* [TO BE DONE]
Transcribe every line of the data below verbatim, omitting the pictures.

--- DATA LINES ---

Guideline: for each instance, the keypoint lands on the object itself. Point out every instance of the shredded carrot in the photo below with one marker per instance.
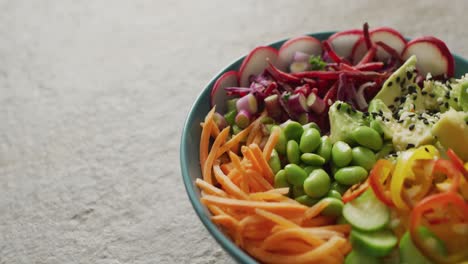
(258, 178)
(228, 185)
(263, 163)
(210, 189)
(260, 219)
(212, 155)
(205, 138)
(271, 143)
(278, 207)
(275, 218)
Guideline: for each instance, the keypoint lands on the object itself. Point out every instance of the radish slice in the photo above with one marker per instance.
(256, 62)
(387, 35)
(433, 56)
(305, 44)
(344, 41)
(218, 95)
(390, 37)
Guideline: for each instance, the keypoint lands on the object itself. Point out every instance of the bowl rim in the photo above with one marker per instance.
(226, 243)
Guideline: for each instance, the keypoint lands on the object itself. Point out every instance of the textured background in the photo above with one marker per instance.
(93, 96)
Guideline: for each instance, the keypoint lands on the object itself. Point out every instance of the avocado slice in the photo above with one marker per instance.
(400, 84)
(452, 132)
(344, 119)
(406, 129)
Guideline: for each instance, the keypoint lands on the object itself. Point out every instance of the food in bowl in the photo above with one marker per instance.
(347, 150)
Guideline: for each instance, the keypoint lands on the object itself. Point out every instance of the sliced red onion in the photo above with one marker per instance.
(297, 103)
(247, 103)
(301, 57)
(243, 118)
(273, 106)
(299, 66)
(315, 103)
(219, 120)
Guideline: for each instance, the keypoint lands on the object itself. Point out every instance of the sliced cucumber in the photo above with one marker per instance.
(409, 253)
(358, 257)
(366, 212)
(377, 243)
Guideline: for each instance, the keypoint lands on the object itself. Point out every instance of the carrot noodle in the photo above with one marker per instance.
(263, 163)
(238, 189)
(271, 143)
(205, 138)
(210, 189)
(212, 155)
(227, 184)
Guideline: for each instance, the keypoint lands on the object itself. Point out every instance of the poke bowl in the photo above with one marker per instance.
(333, 190)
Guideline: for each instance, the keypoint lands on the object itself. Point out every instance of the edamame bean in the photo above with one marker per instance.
(282, 141)
(367, 137)
(310, 140)
(274, 162)
(280, 179)
(295, 174)
(334, 194)
(293, 130)
(377, 126)
(363, 157)
(298, 191)
(351, 175)
(341, 154)
(306, 200)
(312, 159)
(311, 125)
(317, 184)
(334, 207)
(339, 187)
(292, 152)
(325, 148)
(309, 169)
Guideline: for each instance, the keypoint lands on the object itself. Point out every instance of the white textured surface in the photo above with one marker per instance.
(93, 95)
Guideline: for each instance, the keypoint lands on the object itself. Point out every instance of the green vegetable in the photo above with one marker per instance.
(312, 159)
(311, 125)
(280, 179)
(378, 243)
(317, 63)
(350, 175)
(282, 141)
(334, 194)
(325, 148)
(358, 212)
(310, 140)
(341, 154)
(358, 257)
(367, 137)
(293, 130)
(292, 152)
(336, 186)
(306, 200)
(363, 157)
(409, 253)
(295, 174)
(334, 208)
(317, 184)
(274, 162)
(298, 191)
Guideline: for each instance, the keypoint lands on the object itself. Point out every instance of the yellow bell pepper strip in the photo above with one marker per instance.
(403, 170)
(455, 209)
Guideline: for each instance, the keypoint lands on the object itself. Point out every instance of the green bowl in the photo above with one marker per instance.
(189, 150)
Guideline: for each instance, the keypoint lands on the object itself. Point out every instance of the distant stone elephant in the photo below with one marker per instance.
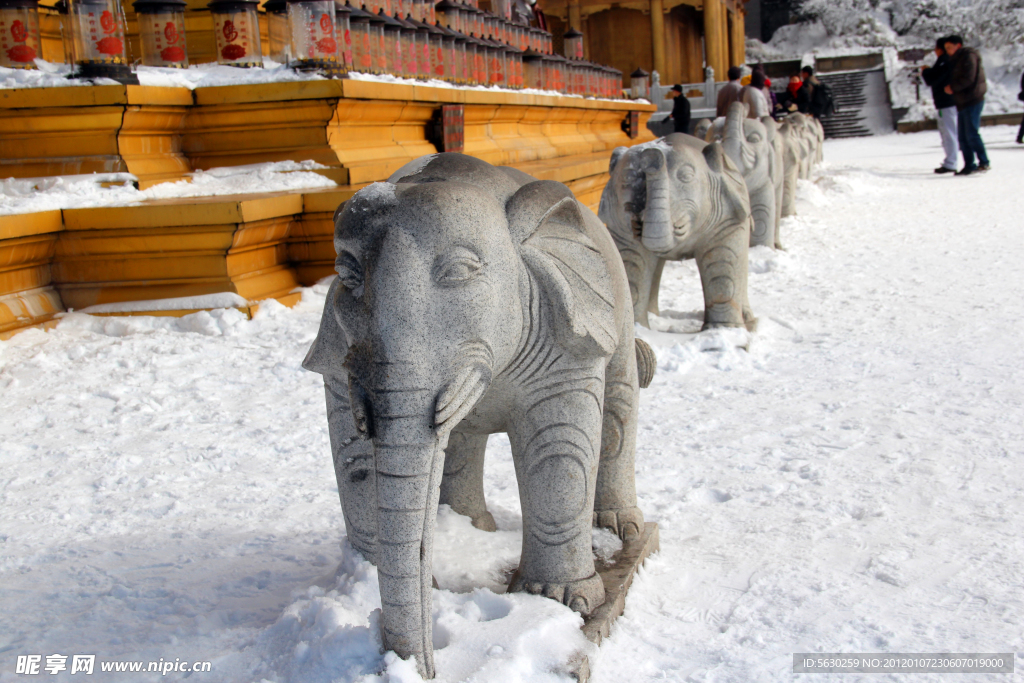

---

* [THE OUTPUT]
Guideline: for each instance, the keypoint lands on the object itself. Point out every instance of the shredded carrot in the photo below with one marker per instance.
(258, 178)
(228, 185)
(263, 163)
(210, 189)
(260, 219)
(212, 155)
(205, 138)
(271, 143)
(278, 207)
(275, 218)
Guideline: for each instance, the keypoint lands on the object itself. Point out every instance of the radish slice in the photo above with one marker per instance.
(256, 62)
(387, 35)
(433, 56)
(305, 44)
(344, 41)
(218, 95)
(390, 37)
Guideline: for each instance, the keypoint lands on the object itself. Point out every instance of the bowl rim in the photo above with one marker per instance.
(226, 243)
Guideline: for each instance, the keypoint lands on the object itself. Point out every instance of the textured background in the photo above with one marker per instance.
(93, 96)
Guideline: for each instance, the keypoint lands on the object itself. Point out every instance of the avocado slice in the photo above with one marker per instance.
(400, 84)
(452, 132)
(344, 119)
(406, 129)
Guideline: for each instance, the keypoint lands on the object itself. Point out every instance of the food in bowl in the photo above with one marker per instance.
(347, 150)
Guideline: for each instance, the keypoint lands on the object itself. Point out every instance of the sliced red onion in the photo above with one marker per instance.
(297, 103)
(247, 103)
(301, 57)
(243, 118)
(273, 106)
(299, 66)
(315, 103)
(219, 120)
Guideline: for each instance, the keypoint lands on the object itself. Point out every instance of the sliced cucumber in the photo above with one marker per instance.
(409, 253)
(358, 257)
(366, 212)
(377, 243)
Guideline: for each instance, the keypoint lands on the object itself. Point out every instance of the carrot noodle in the photo above with one marker per instance.
(263, 163)
(238, 189)
(271, 143)
(205, 138)
(210, 189)
(212, 155)
(227, 184)
Guideline: for each instance, the keypoint lands on the object itself. Point out every instance of the poke bowl in the photo above with one marker per instance.
(333, 190)
Guideline: for each instance, the keypoint lands on the object itself. Point out every instance of the edamame bean in the photo above with one marker per instance.
(282, 141)
(367, 137)
(310, 140)
(274, 162)
(280, 179)
(295, 174)
(334, 194)
(293, 130)
(377, 126)
(363, 157)
(298, 191)
(351, 175)
(341, 154)
(306, 200)
(312, 159)
(311, 125)
(317, 184)
(334, 207)
(339, 187)
(292, 152)
(325, 148)
(309, 169)
Guideline: for each instance, the keypoint lands on the object itself. Point out every instance of the white textured surface in the photo above with one marker per instance.
(93, 95)
Guideline: for each instance, the keypoint lands on the object itself. Point out every instance of the green vegetable in the photo above with one marker per instance.
(312, 159)
(311, 125)
(280, 179)
(378, 243)
(317, 63)
(350, 175)
(282, 141)
(334, 194)
(325, 148)
(358, 212)
(310, 140)
(341, 154)
(358, 257)
(367, 137)
(293, 130)
(292, 152)
(336, 186)
(306, 200)
(363, 157)
(409, 253)
(295, 174)
(334, 208)
(317, 184)
(274, 162)
(298, 191)
Guideline: for each instance, the keypoint lands on the object itself. Point out every instance of the yellow bell pepper strip in the photo above with one marker per instance.
(403, 170)
(455, 209)
Guideline: for each instance, the keypoint lands on the object itself. Point out every instance of the green bowl in the photo above with one marker per instance.
(189, 150)
Guideline: for each instance, the keypoint lands on the object itself. Point out every instance of the distant stone elephant in the photo below with one marker per instance.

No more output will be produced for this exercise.